# [Exercise details]
From the records below, set down exactly the lines starting with the line that contains "of the mossy" and going on through the line that contains "the bird's eye". Nothing else is wanted.

# [Dataset records]
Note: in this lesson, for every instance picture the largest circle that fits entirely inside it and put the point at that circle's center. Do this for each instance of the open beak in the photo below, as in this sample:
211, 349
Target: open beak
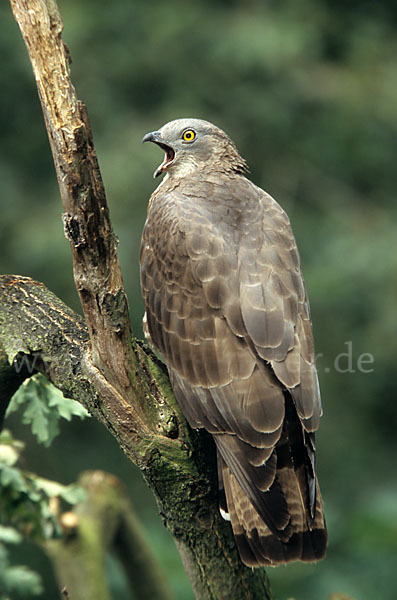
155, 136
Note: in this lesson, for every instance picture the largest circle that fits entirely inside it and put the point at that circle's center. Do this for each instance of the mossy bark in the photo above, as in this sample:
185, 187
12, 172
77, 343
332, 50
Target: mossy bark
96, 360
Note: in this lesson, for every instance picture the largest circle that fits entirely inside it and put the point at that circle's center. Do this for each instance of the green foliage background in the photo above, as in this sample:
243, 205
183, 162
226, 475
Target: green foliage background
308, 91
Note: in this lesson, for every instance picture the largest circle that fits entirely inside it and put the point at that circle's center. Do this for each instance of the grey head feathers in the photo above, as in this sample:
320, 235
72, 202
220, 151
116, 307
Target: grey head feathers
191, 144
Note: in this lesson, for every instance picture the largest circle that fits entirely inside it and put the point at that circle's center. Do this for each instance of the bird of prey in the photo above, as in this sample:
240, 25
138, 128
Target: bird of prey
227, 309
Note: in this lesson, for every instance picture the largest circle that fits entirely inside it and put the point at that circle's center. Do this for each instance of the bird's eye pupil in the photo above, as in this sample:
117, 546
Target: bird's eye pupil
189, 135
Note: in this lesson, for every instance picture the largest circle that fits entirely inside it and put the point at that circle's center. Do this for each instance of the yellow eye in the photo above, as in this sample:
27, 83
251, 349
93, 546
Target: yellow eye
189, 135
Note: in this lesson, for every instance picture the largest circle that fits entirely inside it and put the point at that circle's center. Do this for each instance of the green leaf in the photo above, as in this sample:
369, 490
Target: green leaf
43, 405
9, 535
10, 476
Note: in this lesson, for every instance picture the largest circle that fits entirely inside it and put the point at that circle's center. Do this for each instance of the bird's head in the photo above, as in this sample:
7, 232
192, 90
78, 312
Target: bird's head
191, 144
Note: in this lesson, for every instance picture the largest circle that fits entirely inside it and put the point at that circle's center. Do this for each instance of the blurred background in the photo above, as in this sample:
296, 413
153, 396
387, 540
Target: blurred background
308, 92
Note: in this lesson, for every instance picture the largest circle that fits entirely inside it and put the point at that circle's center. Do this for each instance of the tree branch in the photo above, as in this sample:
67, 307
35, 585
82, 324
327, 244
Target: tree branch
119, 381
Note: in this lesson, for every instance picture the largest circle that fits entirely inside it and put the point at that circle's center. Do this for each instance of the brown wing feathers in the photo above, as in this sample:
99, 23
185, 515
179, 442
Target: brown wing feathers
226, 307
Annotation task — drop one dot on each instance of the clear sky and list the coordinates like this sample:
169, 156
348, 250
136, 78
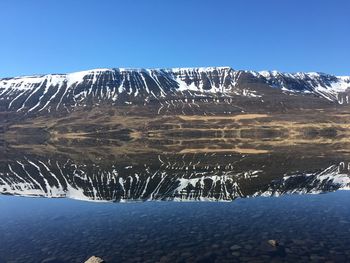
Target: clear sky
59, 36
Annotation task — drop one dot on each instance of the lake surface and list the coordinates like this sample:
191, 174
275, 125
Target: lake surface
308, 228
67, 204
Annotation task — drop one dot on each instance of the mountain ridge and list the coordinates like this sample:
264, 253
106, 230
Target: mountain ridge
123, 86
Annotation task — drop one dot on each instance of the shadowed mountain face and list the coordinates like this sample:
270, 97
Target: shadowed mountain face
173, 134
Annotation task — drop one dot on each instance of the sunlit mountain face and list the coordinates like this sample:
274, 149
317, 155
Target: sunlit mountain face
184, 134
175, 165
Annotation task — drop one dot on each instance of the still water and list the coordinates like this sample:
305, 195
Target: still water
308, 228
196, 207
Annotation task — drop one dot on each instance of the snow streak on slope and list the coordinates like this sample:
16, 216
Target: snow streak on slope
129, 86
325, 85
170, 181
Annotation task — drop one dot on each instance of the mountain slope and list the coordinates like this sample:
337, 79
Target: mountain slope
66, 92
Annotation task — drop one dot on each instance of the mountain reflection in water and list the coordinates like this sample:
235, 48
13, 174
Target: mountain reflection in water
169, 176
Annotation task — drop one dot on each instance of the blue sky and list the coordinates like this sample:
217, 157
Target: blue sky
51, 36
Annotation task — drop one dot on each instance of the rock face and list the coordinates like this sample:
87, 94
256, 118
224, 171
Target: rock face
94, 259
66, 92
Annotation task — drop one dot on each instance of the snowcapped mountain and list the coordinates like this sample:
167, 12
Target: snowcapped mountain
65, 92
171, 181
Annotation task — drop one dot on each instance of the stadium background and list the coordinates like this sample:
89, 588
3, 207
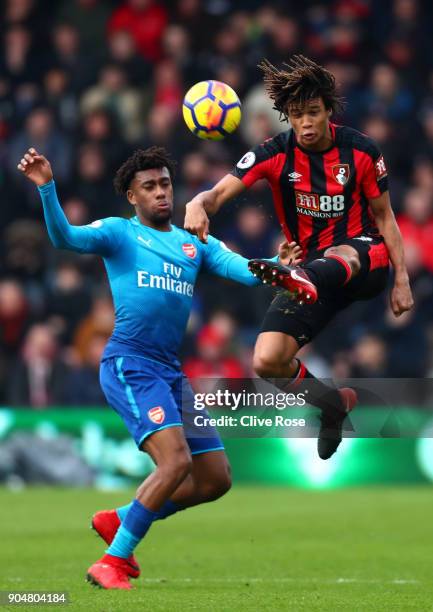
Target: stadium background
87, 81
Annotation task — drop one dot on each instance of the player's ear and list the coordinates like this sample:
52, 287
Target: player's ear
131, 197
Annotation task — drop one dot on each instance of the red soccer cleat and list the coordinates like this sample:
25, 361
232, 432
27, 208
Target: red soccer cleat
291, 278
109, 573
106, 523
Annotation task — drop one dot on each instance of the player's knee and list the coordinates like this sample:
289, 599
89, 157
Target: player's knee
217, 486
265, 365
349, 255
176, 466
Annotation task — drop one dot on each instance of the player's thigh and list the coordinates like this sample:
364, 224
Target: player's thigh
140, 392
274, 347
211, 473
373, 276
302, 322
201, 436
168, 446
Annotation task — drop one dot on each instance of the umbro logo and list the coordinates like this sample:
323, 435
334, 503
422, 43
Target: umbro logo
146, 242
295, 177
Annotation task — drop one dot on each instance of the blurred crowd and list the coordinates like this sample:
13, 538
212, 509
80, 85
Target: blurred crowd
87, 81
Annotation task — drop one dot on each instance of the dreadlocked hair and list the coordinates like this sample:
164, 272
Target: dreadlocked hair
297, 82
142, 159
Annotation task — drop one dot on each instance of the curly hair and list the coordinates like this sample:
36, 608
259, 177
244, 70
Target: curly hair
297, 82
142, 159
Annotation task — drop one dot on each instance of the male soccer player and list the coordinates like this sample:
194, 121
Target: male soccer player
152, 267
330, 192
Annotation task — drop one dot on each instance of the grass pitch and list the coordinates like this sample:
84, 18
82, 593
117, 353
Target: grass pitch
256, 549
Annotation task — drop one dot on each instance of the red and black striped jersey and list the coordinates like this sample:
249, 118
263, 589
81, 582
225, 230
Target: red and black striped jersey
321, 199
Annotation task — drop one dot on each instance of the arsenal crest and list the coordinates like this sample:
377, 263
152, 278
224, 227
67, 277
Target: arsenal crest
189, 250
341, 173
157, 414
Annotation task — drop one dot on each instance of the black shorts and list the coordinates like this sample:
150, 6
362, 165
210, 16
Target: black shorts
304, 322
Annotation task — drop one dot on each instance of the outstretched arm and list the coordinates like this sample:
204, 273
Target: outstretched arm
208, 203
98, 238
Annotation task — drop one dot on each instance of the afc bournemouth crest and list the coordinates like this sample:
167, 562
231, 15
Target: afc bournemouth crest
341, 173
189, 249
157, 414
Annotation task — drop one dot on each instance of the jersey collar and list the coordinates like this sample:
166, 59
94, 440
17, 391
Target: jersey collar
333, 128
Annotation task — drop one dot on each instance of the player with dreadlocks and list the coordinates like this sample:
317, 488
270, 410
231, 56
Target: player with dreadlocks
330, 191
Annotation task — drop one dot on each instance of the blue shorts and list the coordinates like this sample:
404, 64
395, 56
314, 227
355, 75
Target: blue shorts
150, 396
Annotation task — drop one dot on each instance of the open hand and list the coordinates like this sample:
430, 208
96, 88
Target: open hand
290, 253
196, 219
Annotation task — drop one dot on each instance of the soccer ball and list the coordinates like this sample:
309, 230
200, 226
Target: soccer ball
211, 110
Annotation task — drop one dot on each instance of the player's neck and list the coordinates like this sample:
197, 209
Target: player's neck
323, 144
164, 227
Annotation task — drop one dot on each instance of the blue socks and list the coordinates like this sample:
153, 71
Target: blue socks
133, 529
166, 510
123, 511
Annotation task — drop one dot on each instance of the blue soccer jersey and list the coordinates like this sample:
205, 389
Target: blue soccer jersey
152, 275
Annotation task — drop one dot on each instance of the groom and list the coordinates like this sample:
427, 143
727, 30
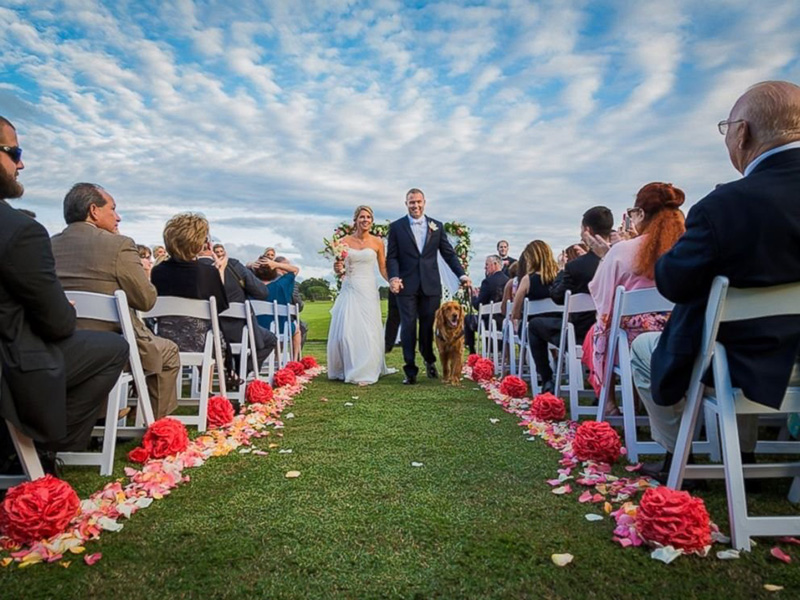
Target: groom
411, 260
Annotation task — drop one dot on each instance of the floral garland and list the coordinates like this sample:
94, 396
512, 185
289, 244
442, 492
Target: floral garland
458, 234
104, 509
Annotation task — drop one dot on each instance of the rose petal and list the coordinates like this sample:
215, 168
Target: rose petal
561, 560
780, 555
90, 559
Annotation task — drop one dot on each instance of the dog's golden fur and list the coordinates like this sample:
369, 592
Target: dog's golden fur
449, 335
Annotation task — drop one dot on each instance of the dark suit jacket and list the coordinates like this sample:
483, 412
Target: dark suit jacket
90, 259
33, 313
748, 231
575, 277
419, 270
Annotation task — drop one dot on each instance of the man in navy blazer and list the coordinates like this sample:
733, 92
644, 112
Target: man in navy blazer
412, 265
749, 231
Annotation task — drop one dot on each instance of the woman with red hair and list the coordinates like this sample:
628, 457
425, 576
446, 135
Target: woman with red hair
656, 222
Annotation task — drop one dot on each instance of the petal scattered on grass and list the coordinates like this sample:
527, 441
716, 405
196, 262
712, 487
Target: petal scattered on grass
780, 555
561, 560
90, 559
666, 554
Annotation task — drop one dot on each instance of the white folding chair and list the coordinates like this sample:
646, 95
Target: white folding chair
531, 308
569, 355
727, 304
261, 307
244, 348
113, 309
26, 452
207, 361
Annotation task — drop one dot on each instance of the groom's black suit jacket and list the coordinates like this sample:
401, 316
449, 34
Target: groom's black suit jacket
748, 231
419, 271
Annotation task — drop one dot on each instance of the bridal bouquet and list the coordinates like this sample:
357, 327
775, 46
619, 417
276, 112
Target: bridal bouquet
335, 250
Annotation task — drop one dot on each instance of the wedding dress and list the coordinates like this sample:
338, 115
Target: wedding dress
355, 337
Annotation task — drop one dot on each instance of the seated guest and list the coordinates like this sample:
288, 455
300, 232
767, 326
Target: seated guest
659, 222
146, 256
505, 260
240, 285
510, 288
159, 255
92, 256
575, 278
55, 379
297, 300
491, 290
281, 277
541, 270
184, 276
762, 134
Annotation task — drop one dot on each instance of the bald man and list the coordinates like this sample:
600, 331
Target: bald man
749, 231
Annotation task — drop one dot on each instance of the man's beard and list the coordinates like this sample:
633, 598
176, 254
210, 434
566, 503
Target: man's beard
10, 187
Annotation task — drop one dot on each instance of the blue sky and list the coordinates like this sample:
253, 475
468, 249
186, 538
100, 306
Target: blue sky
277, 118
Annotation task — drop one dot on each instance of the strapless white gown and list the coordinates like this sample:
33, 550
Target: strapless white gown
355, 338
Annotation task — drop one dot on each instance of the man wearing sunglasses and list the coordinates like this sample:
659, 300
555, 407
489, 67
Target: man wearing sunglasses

# [Task output]
Note: in this lesson, for every instance picture the largest circle that fits entirely inside it and put the point at that circle's center. Do this for each instance of the mossy bark in the photo above, as in this sample:
185, 187
12, 172
77, 343
332, 50
Target: mossy bark
96, 360
Note: in this lesson, for every instance picture the largest circle that fits entirely inside it and put the point at that circle's center. Do this for each instance of the green foliage background in the photo above, as in this sample:
243, 205
183, 162
226, 475
Target: green foliage background
308, 91
Note: in this lesson, for every instance picture the largest circle that fits entirely inside it and put the point at that circle's center. Do this for each instance of the grey head feathers in the photo above, as in this sample:
320, 235
72, 202
220, 151
116, 307
Target: grey head feathers
191, 144
Note: in this lesson, for every instance picture the largest circle that fits entirely inside it and put the point at that circle's center. Do this for each instance of the bird of prey in the photo above, as in this sample:
240, 25
138, 128
Target: bird of prey
227, 309
Note: in this lesson, for every instance picture the largest circle that fits entirely inside it and put the point at that circle's center. Do this for each instance of the bird's eye pupil in the photo above, as in this sample:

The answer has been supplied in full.